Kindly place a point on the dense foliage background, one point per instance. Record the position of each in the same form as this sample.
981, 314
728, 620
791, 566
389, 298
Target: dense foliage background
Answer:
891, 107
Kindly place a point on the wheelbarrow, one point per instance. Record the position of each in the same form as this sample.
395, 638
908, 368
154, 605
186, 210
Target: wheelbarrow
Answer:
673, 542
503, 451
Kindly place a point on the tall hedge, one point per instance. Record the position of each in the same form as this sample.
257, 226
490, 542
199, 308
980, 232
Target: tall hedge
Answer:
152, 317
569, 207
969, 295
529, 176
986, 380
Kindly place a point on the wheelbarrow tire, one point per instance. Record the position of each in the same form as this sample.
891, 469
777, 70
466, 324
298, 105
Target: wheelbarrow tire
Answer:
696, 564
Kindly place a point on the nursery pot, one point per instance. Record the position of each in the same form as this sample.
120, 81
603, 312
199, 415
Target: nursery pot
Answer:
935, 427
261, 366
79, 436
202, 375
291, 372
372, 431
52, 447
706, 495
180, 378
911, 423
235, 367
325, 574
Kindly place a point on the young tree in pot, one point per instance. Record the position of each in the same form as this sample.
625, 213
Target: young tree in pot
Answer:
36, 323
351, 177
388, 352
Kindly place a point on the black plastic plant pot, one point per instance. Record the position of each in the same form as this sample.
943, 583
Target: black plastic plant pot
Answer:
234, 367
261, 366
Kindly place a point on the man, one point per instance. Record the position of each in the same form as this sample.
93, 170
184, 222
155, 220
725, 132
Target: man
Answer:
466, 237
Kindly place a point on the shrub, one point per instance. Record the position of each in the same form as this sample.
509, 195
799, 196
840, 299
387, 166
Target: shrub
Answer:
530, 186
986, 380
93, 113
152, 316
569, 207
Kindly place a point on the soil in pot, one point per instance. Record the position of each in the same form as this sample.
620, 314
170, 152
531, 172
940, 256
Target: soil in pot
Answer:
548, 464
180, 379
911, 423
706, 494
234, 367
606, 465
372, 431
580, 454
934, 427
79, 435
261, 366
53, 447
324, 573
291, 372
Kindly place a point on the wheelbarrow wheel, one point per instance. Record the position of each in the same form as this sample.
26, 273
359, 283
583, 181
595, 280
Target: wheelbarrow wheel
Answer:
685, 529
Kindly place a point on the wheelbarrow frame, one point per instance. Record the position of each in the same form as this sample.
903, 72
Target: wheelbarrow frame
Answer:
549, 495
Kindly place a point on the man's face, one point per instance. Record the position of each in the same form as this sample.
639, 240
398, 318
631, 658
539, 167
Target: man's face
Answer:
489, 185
··········
#### Directions for this task
Copy out the material in full, exactly as it reads.

#### Exercise response
Kindly place a point on the dense foliage background, one point per instance. Record the position of each in the same form as this sample.
981, 314
728, 620
791, 566
389, 298
Target: dense foliage background
Answer:
891, 107
Kindly place a point on the wheelbarrow, one point per instance. Record the position of each in the same form as this sample.
395, 638
908, 368
154, 605
186, 210
Target: wheelbarrow
Answer:
673, 542
503, 451
Kindly place a point on the tall hedge, one point per instance. Record the position of each in the same form as this sample.
257, 226
490, 542
199, 308
980, 232
Target: tall hedge
Answer:
152, 317
569, 207
969, 295
529, 176
986, 380
Kindly place a point on the wheelbarrow tire, one point per instance. Record the position of each in the same form as this sample.
891, 469
777, 70
466, 324
298, 105
Target: wheelbarrow tire
Answer:
696, 564
Kindly place a point on the nursery pot, one point per instance. Record the position of each in the same form as this sample.
120, 81
603, 312
199, 415
Target: nursery pot
Answer:
935, 427
261, 366
79, 436
202, 375
291, 372
372, 431
52, 447
706, 495
180, 378
911, 423
235, 367
325, 574
Kindly place a point on the young tree in pot, one point per instance. Record the position of each in the same form as this sample.
625, 213
Target: young tree in pot
Answer:
36, 323
351, 177
388, 352
Kindly place a point on the black plastic plant pot, one point per instance. Record the position of each in the same form as this sample.
943, 583
Target: black plastic plant pot
Answer:
234, 367
261, 366
Kindly place a point on the man, one point per instance. Record the position of each in the same form as this sample.
93, 170
184, 222
155, 220
725, 132
Target: man
Answer:
466, 237
Kindly place a point on the shrub, one point per instance. Record the position of each in the same form as this sample.
509, 195
799, 196
840, 299
387, 166
Target: shrub
Answer:
530, 186
986, 380
93, 113
152, 316
569, 207
Kindly place a point on the soil in pot, one point per instance. Record the position of each in the same form as this sample.
620, 314
170, 152
531, 172
940, 256
Target: soil in pot
Answer:
548, 464
180, 379
911, 423
706, 494
234, 367
606, 465
372, 431
580, 454
934, 427
79, 435
261, 366
53, 447
324, 573
291, 372
Kindly place a point on the wheelbarrow wheel, one point per instance. Record the position of each in the same form as this sample.
26, 273
359, 283
583, 181
595, 280
Target: wheelbarrow wheel
Answer:
685, 529
Kindly place a point on the wheelbarrow frame, one point per instance. Record the position of each in the same form as this sample.
903, 72
Target: wheelbarrow frame
Answer:
549, 495
Kindly place a point on the man's face, one point per instance. Record the position of each in the same form as this sample.
639, 240
398, 318
631, 658
539, 167
Target: man's face
Answer:
489, 185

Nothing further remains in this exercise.